● **Try it**:
Write out, word for word, every line from the one where "of the meadow" occurs to the final line of the entries, and nothing beyond them.

>>>

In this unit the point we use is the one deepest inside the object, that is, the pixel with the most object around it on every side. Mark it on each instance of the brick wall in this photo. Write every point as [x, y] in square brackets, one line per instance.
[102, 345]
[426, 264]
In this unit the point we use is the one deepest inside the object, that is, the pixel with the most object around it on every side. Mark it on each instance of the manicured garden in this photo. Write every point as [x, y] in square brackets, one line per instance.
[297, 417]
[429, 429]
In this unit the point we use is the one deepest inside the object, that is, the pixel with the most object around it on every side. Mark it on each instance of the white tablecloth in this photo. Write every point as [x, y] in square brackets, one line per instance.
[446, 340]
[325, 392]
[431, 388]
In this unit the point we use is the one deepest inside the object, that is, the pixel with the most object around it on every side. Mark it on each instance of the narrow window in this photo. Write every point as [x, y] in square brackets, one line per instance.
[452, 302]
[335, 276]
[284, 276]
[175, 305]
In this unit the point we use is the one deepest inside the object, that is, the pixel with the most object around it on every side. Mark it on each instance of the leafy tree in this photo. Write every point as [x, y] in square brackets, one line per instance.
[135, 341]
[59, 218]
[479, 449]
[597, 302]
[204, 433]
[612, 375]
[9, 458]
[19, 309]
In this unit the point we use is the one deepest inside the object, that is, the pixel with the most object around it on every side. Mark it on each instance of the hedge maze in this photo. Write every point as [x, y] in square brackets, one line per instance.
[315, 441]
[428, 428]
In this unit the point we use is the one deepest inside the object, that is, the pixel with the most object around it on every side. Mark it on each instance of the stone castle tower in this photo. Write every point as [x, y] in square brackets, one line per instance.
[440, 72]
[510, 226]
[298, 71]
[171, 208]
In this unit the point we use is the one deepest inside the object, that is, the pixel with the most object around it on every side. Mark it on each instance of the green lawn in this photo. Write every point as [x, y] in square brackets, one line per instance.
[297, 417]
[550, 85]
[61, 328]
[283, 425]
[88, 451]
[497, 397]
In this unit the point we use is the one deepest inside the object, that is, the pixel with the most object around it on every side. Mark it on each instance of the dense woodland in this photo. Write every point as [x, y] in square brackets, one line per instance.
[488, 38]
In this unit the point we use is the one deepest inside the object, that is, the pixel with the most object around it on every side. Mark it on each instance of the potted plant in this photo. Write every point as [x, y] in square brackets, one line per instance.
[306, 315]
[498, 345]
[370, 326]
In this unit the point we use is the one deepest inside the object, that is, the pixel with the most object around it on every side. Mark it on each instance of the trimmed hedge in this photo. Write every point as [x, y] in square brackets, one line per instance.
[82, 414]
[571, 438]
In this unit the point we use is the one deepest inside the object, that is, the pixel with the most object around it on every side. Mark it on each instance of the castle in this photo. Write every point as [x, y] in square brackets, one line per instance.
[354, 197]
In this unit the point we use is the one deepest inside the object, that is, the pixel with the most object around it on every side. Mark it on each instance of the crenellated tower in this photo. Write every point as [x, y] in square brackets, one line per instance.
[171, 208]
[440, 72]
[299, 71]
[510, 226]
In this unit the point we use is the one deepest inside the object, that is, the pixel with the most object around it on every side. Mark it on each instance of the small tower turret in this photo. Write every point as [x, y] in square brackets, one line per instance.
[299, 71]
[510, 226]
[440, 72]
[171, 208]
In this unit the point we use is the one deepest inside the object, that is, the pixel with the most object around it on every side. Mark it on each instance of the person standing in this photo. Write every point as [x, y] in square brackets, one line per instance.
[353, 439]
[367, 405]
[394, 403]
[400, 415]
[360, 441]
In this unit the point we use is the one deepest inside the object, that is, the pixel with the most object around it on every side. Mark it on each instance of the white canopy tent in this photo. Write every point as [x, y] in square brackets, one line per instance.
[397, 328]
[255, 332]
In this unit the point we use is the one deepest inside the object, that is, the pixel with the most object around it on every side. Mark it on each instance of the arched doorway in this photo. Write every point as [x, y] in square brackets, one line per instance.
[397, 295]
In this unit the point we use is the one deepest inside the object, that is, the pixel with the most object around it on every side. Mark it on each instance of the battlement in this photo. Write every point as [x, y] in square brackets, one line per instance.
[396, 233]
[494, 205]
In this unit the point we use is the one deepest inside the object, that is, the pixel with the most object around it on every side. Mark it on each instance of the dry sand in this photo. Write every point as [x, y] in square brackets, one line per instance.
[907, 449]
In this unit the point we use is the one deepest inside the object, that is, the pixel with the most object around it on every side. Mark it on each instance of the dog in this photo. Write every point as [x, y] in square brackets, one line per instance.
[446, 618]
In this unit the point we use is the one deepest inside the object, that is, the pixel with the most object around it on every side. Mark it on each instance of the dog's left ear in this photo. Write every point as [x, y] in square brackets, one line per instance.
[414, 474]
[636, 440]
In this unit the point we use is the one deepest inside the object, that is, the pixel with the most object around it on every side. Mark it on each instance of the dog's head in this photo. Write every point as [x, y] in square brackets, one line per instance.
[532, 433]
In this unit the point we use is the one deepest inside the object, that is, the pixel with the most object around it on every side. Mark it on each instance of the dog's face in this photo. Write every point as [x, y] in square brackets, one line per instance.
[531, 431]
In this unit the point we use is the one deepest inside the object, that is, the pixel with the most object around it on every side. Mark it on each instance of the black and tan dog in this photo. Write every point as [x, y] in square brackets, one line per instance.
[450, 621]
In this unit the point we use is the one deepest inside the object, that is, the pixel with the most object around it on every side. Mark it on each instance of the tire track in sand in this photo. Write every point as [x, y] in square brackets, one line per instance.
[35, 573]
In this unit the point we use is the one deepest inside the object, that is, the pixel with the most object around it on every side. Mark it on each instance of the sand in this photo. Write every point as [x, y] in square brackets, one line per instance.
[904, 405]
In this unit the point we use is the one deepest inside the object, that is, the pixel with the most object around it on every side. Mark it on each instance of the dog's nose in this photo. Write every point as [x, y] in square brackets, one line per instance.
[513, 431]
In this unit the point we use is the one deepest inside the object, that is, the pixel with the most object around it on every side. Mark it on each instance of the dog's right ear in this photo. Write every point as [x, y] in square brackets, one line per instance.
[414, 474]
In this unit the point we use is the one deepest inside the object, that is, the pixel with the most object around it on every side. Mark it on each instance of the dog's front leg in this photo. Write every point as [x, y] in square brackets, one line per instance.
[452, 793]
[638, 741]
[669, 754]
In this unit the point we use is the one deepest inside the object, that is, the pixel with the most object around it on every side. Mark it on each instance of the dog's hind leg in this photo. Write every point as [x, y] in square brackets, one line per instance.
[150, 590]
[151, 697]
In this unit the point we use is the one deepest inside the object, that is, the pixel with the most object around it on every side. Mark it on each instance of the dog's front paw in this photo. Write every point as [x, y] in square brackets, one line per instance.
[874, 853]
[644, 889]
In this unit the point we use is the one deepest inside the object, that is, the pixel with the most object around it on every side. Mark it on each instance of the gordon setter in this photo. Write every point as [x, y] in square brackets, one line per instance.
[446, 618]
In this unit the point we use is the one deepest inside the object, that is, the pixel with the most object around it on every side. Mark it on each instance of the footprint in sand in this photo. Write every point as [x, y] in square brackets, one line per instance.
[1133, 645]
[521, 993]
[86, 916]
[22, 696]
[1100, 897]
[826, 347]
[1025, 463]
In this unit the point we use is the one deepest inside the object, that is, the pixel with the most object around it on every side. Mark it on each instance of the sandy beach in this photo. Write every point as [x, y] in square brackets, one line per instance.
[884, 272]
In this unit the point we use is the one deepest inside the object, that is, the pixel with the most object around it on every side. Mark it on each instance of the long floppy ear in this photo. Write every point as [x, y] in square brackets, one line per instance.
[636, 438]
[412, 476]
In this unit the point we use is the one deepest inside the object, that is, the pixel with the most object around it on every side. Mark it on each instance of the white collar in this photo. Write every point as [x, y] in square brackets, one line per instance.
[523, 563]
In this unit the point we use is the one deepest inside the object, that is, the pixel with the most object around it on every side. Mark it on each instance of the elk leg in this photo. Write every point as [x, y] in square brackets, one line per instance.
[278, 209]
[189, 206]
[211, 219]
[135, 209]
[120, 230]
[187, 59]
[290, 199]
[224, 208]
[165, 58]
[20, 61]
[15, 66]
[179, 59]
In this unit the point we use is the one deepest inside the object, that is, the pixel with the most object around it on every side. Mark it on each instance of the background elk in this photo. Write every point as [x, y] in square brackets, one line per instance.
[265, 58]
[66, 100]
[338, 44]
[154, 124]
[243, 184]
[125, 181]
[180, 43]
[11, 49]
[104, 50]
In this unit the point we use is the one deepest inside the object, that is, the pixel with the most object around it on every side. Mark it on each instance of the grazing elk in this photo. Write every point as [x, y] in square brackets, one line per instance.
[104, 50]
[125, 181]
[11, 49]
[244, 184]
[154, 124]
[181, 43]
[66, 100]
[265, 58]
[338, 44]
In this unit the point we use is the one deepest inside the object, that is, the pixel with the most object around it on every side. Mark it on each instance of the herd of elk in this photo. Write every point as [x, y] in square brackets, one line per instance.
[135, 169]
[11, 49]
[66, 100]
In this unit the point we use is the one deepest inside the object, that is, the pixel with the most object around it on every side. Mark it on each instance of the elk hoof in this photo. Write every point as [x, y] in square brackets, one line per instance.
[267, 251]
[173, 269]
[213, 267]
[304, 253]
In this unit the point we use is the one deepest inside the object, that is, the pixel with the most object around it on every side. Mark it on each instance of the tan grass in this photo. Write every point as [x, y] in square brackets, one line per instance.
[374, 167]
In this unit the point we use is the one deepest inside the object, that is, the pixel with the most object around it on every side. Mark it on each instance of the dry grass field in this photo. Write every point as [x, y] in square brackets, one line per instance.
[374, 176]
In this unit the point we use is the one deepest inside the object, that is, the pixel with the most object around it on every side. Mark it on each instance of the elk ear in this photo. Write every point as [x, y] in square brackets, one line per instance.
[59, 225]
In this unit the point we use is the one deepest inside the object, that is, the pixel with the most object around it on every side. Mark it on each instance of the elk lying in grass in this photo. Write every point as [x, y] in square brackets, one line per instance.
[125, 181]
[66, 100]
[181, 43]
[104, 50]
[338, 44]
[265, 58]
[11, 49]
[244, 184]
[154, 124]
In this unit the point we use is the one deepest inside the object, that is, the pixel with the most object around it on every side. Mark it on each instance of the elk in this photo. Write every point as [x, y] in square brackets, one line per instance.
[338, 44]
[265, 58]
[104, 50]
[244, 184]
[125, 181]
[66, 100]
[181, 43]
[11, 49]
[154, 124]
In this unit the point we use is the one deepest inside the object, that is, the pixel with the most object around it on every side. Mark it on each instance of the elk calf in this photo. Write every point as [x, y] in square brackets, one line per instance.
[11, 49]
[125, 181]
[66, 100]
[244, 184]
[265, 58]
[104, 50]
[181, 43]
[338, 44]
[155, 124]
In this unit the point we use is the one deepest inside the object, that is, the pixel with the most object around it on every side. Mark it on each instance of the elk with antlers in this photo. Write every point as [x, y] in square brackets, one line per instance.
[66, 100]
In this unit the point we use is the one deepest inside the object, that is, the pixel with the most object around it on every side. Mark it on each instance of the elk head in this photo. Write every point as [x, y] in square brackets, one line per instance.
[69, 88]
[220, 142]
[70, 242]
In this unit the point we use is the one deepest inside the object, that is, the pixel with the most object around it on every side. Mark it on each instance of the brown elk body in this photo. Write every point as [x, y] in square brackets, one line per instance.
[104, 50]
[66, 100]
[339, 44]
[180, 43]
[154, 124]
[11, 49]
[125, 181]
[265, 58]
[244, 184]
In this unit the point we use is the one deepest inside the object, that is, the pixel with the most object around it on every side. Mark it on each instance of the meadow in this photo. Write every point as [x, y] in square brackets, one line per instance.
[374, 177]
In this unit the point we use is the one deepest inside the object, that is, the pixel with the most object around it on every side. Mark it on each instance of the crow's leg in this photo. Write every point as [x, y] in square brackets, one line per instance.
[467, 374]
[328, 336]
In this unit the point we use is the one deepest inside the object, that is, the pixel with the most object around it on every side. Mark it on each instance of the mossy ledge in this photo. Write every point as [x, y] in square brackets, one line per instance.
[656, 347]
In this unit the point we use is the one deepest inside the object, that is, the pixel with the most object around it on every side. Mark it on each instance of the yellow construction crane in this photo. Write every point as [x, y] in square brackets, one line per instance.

<<<

● **Task solution**:
In this unit the point we use is the one deepest inside the object, that is, the pixel with the most object around it on every side. Mark it on each instance of the meadow in this photo. Write every point as [x, y] in square brackets, one line per instance.
[374, 177]
In this unit the point we use is the one deepest inside the object, that is, the pixel with the most object around it on every side. Mark it on each instance of the crow's leg in this photo. Write every point as [x, y] in square brackets, one line per instance.
[467, 374]
[328, 336]
In this unit the point we use is the one deepest inside the object, that is, the pixel with the most object around it on every side. Mark it on each instance of the mossy ledge in this photo. Write every point as [x, y] in square brackets, one line per instance.
[656, 347]
In this unit the point we use is the one deepest inside the object, that is, the pixel with the most object around it on every side. Mark it on each instance of the yellow construction crane in this photo. Write every point as [x, y] in square brackets, one line per instance.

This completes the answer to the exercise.